• Request:
In the blog post about break-ups in BDSM relationships, what role did the author's friend have in her relationship?

• Supplied text:
-.-.-
Wednesday, 10 January 2018

loss - bdsm break ups

Breaking up in any relationship can be very hard.

Is a break-up in a BDSM relationship more intense than other relationship break-ups?

I was talking with a friend a little while ago who had recently split from her partner. She was taking it very hard and finding it very difficult to get over. This was despite it being almost on the cards from the very start as her partner had a very volatile temperament.

It was though a BDSM relationship. My friend was the sub. So she had given her love as in any vanilla relationship. However she had opened herself totally in her submission, physically, emotionally and psychologically. Her partner knew her so intimately; owned her body and soul almost. Now she was gone...

Perhaps that can be the same in a vanilla relationship but I wondered if the nature of a BDSM relationship further heightened the feelings of distress and despair.

Do readers have a view on this, perhaps from their own personal experience?

12 comments:

Lea said...

I haven't gone through a BDSM breakup (And I hope not to!). But I believe that because I feel such a deeper connection to my Sir through BDSM compared to the vanilla relationships I have had, the breakup would be more intense as well. A greater loss for a greater connection.

Pygar said...

Thank you Lea. I hope you don't go through one too!

Yes, I too feel the intensity of the relationship might well be mirrored in the intensity of feelings at a break-up.

P xx

abby said...

Hmm..luckily I have not tested your theory as far as a BDSM relationship. Bur for me, I am sure it would be so much harder, there is so much trust and openness ...hugs abby

Fondles said...

I imagine it would be awful. I think the level of trust in a BDSM r/p is way beyond a vanilla one. And trusting someone with your pain includes the pain that they could inflict on your heart too. i don't know what will happen with me and bikss in the long run, but i'm hoping it isn't a BAD break up if it does happen.

Pygar said...

Thanks abby - and for the hugs!

I'm certainly not suggesting you should test it out!

P xx

Pygar said...

Thanks Fondles.

Your comment that trusting someone with your pain includes the pain that they could inflict on your heart is very striking and thoughtful.

I hope a break-up doesn't happen to you at all - and certainly not a bad one.

P xx

Jz said...

Fifty-eight years as a single woman gives a person a LOT of time for relationships and breakups, both of the vanilla and kink natures. So, from my vantage point as Survivor of Numerous Breakups of Many Assorted Flavors, I’m gonna do a Little Britain on you for this one.
”Yeah, but no, but yeah, but no…”

I want to say we’re conflating the issues of flavor and quality here, but that’s not strictly fair - because if the only place you’ve ever found that kind of deep connection is in BDSM, then for you, those breakups will inevitably hurt more.
-.-.-
• Dataset content:
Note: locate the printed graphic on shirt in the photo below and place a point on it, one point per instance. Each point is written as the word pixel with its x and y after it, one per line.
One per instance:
-.-.-
• Complete output:
She was the sub.